#### SUPPLIED MATERIAL
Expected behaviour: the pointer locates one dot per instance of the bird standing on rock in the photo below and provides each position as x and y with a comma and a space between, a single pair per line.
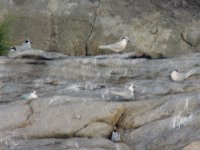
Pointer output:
125, 95
115, 137
180, 76
26, 43
118, 46
30, 96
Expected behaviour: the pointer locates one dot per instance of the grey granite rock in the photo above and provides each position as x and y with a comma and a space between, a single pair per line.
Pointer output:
158, 28
71, 102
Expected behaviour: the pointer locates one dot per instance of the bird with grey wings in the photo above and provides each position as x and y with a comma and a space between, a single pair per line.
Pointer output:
118, 46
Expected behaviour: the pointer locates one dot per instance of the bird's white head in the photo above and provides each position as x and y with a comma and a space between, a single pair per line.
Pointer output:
27, 41
13, 49
131, 87
126, 39
34, 92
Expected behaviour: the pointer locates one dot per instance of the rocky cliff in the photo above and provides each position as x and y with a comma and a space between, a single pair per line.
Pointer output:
74, 110
156, 27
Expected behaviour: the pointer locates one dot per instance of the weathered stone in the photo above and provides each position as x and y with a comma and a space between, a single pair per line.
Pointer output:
72, 118
62, 26
13, 116
192, 34
193, 146
72, 100
63, 144
95, 129
156, 28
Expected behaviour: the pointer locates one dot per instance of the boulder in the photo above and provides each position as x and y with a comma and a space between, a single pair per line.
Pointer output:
155, 28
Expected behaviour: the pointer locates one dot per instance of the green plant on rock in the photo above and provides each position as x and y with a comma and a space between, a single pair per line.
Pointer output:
4, 37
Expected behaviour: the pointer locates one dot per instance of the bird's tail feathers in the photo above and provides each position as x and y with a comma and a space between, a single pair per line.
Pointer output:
103, 47
191, 72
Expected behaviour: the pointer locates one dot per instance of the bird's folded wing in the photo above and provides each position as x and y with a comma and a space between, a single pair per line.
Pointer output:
123, 94
117, 45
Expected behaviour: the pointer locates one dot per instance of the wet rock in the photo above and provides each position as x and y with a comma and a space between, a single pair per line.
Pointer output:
192, 34
75, 118
164, 114
156, 28
13, 116
62, 144
192, 146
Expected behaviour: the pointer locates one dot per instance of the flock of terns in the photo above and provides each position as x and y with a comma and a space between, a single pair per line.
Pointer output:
128, 94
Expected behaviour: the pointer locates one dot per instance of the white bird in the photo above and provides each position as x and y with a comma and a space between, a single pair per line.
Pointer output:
116, 47
125, 95
26, 44
115, 137
30, 96
180, 76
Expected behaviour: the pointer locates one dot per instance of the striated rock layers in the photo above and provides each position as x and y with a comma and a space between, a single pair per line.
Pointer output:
156, 27
74, 110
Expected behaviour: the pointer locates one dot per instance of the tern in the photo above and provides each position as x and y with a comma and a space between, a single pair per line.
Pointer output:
118, 46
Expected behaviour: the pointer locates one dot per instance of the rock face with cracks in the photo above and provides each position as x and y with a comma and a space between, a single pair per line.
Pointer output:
158, 28
74, 110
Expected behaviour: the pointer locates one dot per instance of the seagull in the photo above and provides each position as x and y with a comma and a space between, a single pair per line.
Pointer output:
118, 46
180, 76
126, 95
30, 96
26, 43
115, 137
12, 49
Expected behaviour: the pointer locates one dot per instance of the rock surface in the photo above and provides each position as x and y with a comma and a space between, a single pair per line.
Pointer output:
158, 28
193, 146
73, 110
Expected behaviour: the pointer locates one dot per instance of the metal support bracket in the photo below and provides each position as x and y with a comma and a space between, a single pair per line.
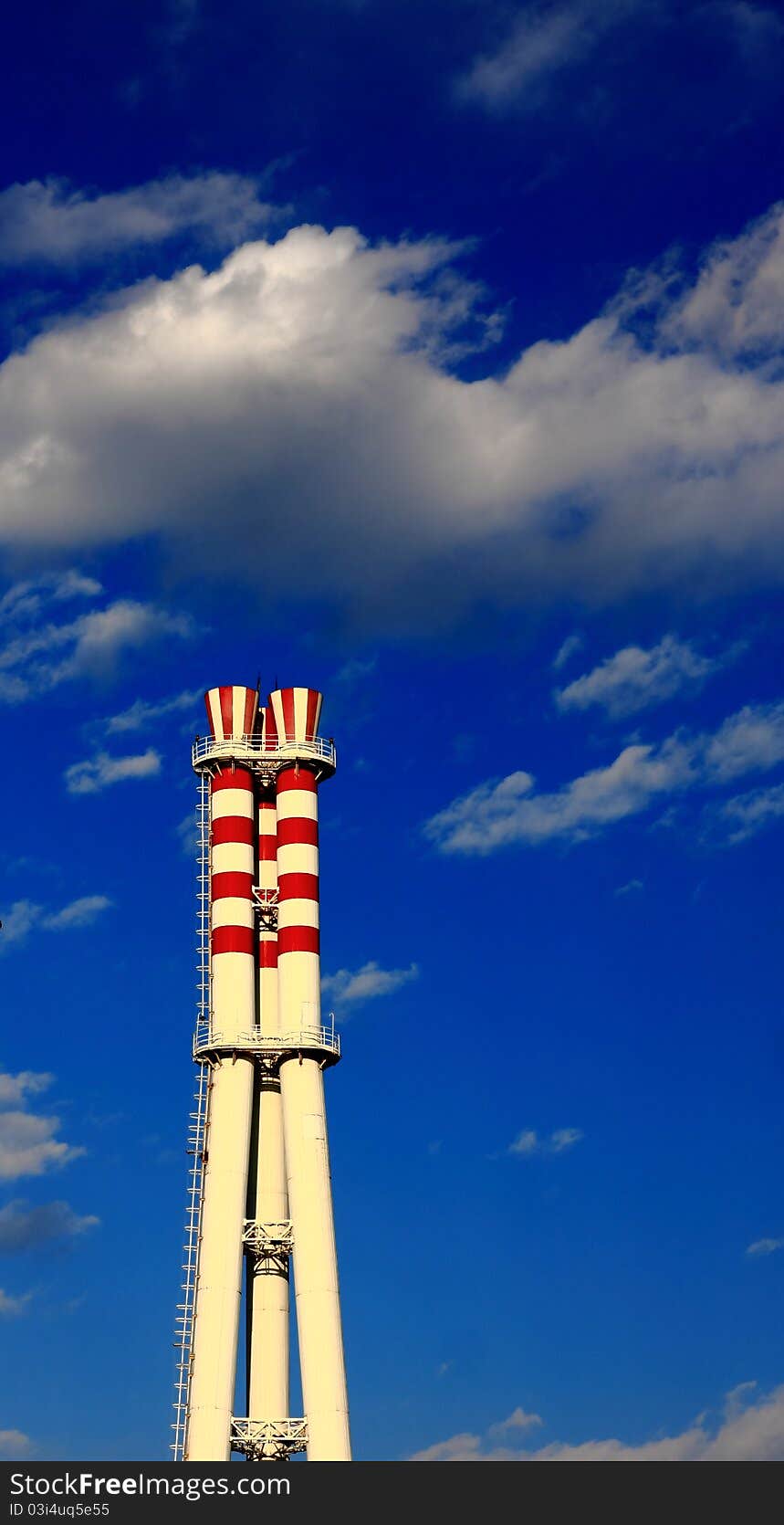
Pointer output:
268, 1440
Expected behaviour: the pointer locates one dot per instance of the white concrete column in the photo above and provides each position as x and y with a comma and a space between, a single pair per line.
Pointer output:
307, 1156
220, 1261
267, 1275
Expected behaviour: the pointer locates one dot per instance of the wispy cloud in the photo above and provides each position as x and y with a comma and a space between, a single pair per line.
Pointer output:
500, 813
745, 1431
26, 1228
529, 1144
52, 223
517, 1420
568, 650
101, 772
143, 714
14, 1445
16, 1089
11, 1308
27, 1140
664, 425
46, 655
765, 1247
745, 815
354, 987
25, 915
26, 600
551, 40
636, 678
543, 43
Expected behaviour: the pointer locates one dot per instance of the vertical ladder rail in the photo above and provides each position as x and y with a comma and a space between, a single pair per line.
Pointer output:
183, 1340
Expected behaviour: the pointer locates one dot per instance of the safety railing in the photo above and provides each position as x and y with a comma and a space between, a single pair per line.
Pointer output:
322, 1037
258, 749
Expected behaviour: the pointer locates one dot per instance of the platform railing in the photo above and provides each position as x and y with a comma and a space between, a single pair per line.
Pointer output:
258, 749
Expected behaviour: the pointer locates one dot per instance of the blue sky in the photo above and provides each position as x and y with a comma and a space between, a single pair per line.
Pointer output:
429, 354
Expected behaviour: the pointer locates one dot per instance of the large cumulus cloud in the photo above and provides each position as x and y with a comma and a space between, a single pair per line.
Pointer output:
297, 418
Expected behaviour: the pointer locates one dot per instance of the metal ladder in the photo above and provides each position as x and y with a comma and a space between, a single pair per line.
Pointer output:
183, 1338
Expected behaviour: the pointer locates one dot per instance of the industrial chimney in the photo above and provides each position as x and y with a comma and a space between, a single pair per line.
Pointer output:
259, 1190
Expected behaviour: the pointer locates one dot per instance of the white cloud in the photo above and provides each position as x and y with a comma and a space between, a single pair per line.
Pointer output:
542, 45
528, 1142
26, 914
765, 1246
636, 678
497, 815
25, 600
11, 1308
38, 659
754, 739
101, 772
52, 223
747, 1431
78, 914
352, 987
568, 650
552, 38
14, 1445
26, 1228
27, 1146
27, 1083
18, 921
745, 815
308, 378
517, 1420
143, 714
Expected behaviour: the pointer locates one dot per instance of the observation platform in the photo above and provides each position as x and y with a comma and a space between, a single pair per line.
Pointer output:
319, 1042
263, 757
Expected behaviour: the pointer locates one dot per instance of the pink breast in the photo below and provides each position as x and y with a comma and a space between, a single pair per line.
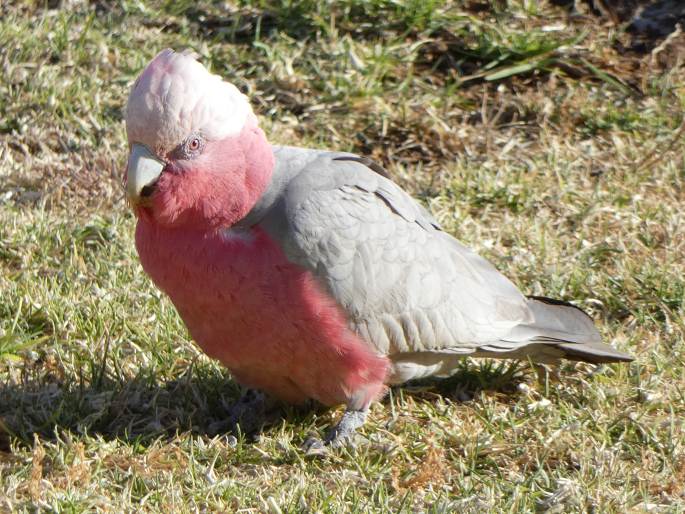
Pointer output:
263, 317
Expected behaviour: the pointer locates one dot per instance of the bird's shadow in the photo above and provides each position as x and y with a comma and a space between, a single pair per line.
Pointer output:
145, 408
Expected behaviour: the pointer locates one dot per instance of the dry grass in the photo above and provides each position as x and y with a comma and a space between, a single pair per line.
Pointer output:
548, 140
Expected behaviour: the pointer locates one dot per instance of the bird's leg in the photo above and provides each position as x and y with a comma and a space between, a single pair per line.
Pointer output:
339, 434
252, 411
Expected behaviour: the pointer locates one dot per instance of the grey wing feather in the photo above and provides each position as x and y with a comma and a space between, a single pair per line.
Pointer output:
407, 287
404, 283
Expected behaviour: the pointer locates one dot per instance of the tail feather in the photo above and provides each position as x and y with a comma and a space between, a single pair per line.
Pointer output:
569, 329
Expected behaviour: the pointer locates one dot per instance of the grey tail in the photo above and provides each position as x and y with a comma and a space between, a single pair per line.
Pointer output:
573, 331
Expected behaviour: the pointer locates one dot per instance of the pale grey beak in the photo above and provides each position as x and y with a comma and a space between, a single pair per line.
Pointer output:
144, 168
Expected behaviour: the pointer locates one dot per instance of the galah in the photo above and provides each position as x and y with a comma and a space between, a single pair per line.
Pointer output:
308, 273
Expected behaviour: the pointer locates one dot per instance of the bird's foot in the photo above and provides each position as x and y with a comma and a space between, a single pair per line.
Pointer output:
252, 412
339, 435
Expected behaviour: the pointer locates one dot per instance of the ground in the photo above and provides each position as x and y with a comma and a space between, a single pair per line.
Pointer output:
547, 136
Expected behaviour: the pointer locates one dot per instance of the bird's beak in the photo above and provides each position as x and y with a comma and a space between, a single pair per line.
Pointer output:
144, 168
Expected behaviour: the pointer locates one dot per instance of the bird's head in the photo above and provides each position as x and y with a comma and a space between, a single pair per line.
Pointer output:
197, 158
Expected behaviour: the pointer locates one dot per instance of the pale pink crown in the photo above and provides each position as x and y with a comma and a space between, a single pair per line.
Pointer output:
176, 96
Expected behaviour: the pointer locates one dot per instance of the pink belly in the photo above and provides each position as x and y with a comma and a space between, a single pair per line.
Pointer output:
265, 319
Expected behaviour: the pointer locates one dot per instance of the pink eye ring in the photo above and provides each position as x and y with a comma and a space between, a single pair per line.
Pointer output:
194, 144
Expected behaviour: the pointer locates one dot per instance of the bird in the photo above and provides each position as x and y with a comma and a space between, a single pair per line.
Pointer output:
309, 273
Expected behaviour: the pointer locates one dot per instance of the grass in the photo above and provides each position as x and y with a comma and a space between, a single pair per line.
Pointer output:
530, 135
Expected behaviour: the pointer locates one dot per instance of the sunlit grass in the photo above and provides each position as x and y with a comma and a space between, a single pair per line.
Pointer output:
568, 176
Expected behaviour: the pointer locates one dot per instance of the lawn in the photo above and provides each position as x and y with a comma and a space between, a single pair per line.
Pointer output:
551, 140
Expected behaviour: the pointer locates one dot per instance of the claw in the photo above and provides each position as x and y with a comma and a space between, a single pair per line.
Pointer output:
340, 435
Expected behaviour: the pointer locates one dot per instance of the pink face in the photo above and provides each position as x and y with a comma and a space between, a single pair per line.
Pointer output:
208, 184
205, 160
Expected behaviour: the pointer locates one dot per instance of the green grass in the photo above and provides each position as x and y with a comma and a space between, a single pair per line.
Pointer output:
528, 135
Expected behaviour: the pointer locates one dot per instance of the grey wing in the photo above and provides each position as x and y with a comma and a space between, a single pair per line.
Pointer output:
405, 285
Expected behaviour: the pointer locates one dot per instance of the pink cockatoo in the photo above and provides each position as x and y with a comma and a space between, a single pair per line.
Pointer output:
308, 273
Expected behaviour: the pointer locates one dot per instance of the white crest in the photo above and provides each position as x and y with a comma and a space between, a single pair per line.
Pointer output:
176, 96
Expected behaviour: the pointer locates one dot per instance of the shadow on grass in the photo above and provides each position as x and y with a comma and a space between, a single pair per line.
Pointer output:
144, 409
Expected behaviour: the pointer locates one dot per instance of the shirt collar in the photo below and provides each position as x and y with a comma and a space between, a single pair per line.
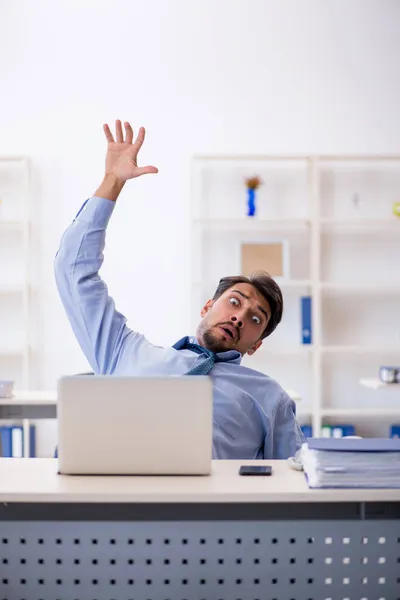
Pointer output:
231, 356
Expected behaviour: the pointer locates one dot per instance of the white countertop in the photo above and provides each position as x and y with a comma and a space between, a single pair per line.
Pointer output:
36, 480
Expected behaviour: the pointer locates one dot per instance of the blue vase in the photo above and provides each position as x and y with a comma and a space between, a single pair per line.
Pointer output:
251, 202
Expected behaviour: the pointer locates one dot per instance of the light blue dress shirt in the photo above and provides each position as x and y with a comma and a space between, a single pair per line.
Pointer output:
253, 416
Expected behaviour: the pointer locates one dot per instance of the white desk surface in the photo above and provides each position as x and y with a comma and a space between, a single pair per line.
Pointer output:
36, 480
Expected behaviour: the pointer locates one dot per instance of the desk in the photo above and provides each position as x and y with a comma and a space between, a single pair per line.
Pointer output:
218, 537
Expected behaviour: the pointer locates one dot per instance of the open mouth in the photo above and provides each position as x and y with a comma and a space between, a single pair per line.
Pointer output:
229, 332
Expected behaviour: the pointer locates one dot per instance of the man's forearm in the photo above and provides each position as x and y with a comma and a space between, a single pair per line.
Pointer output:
110, 188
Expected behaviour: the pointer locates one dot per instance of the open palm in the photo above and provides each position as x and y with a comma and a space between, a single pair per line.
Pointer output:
121, 157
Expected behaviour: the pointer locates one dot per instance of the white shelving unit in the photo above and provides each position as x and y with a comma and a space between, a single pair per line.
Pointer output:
336, 213
15, 276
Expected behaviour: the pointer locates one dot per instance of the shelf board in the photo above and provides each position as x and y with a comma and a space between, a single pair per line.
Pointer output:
5, 352
333, 349
348, 288
11, 225
362, 225
32, 397
12, 289
294, 350
360, 412
255, 224
377, 384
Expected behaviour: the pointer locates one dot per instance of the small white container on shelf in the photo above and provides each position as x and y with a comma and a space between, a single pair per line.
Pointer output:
6, 388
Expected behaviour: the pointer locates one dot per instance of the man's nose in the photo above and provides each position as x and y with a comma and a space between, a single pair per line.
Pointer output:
237, 321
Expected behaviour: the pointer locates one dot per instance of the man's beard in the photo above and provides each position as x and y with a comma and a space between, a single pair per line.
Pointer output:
213, 343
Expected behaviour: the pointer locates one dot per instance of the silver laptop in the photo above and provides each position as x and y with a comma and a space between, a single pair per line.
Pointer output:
110, 425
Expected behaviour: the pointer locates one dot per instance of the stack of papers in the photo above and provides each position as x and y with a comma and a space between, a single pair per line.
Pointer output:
352, 463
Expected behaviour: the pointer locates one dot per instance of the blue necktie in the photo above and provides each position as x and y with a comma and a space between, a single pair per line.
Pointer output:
208, 358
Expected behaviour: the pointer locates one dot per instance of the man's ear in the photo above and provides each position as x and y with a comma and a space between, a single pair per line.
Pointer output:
206, 308
254, 348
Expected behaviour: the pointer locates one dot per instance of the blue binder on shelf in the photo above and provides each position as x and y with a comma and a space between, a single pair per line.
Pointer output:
306, 324
6, 441
355, 445
6, 437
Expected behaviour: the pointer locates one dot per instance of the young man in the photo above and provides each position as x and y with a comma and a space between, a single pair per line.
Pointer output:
253, 416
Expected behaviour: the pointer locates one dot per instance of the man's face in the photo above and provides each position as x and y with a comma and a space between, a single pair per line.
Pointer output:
235, 321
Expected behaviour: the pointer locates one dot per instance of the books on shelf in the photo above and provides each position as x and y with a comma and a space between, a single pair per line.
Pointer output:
12, 441
352, 463
337, 431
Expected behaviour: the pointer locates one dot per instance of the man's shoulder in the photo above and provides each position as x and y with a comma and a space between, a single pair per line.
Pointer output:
266, 386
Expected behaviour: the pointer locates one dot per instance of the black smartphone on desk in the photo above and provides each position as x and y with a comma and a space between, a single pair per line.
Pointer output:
262, 470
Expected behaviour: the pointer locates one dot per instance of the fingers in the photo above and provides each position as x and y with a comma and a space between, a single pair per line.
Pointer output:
118, 131
128, 133
139, 140
108, 133
146, 170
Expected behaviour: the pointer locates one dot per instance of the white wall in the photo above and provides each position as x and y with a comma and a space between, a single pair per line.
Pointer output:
220, 76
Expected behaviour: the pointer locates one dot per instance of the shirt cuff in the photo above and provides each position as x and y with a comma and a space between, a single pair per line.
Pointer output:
96, 210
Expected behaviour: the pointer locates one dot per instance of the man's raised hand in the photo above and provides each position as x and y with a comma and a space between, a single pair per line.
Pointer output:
121, 157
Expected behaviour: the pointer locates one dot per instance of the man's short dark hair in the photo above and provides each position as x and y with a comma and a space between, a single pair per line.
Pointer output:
266, 286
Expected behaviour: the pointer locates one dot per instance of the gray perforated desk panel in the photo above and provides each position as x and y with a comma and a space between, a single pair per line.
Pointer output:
199, 550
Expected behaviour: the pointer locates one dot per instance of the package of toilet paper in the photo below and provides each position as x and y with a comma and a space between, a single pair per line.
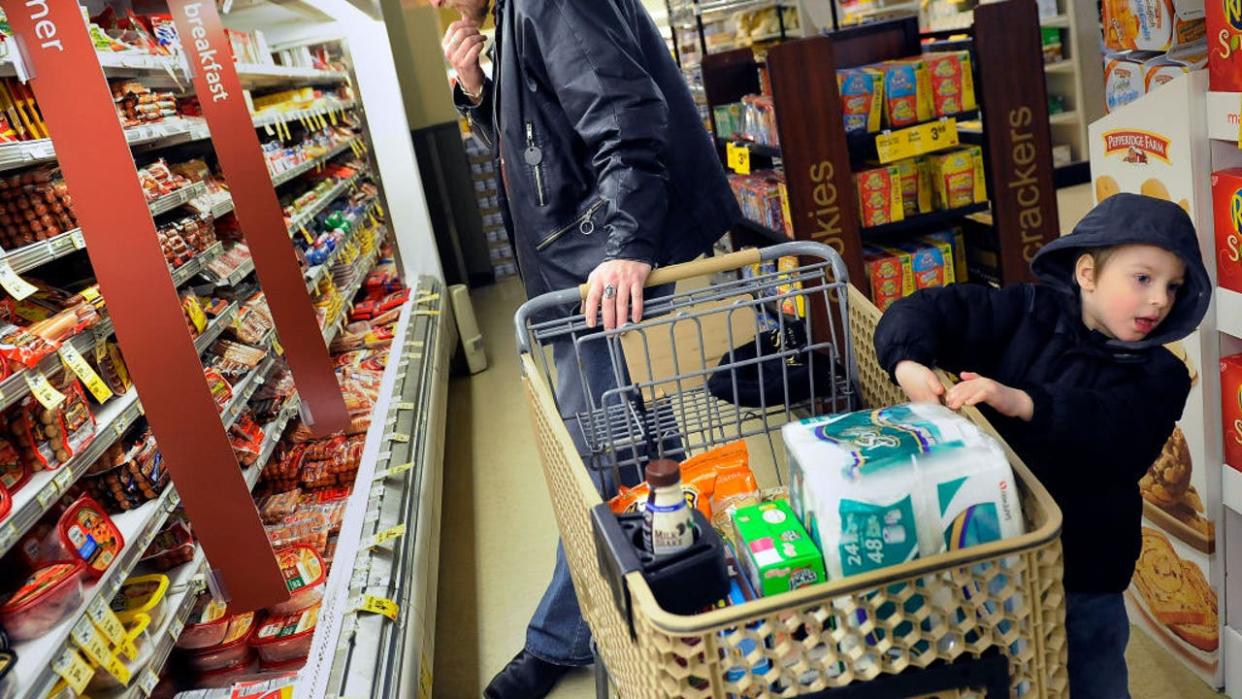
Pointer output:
879, 488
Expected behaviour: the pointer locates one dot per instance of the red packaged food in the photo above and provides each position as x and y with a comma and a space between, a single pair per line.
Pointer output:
206, 626
304, 575
232, 648
1227, 205
42, 601
85, 532
286, 637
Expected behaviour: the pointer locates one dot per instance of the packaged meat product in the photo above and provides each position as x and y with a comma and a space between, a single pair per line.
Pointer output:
142, 595
275, 508
42, 601
206, 626
8, 680
234, 648
304, 575
139, 632
170, 548
286, 637
244, 669
85, 532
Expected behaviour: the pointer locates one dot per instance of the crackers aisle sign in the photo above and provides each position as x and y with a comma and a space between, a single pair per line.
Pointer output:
1143, 148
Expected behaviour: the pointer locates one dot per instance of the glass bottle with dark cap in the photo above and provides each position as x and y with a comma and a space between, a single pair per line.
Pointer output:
667, 522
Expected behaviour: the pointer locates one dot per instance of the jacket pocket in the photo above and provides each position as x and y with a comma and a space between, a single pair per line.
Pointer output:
533, 157
585, 225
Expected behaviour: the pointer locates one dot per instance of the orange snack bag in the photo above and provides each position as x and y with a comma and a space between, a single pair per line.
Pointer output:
707, 479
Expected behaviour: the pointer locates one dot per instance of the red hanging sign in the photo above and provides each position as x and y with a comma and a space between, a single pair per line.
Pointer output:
143, 302
258, 211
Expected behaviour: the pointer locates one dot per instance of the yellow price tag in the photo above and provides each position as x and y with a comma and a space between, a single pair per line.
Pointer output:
77, 365
386, 535
196, 315
42, 389
379, 606
394, 471
13, 282
73, 669
738, 157
915, 140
########
**DIRECTIONS**
Your task is to return the lines above, from the first one up to and including the line containing "of the rocky", minus any pictures.

**RESULT OF THIS TASK**
Expected behaviour: the pointer locates one dot per instance of the bird standing on rock in the photo below and provides each position as x and y with a comma and a space between, a single pair per line.
Pointer output:
125, 95
115, 137
180, 76
26, 43
118, 46
30, 96
Expected behaviour: the pointer locates one dot per instance of the grey granite rock in the photo above and provides each position as x and y with a comma and a space between, a single pair per line.
Pointer output:
158, 28
71, 102
Expected behaviour: the pointer locates one dot per instance of the bird with grey wings in the photo above and provides each position as x and y with a comma and a space between, a single pair per line.
Pointer output:
118, 46
Expected behaviour: the pointer locates one dot per instance of the bird's white head in the photo above and provides each position as x and y with a comma and a space between, a single pair per line.
Pointer output:
27, 41
13, 49
131, 87
126, 39
34, 92
Expected behaviour: the pointer locates one dot per instance of the rocky cliff in the photo above and provides each position as x and y with a comma and a space between, a single pair per line.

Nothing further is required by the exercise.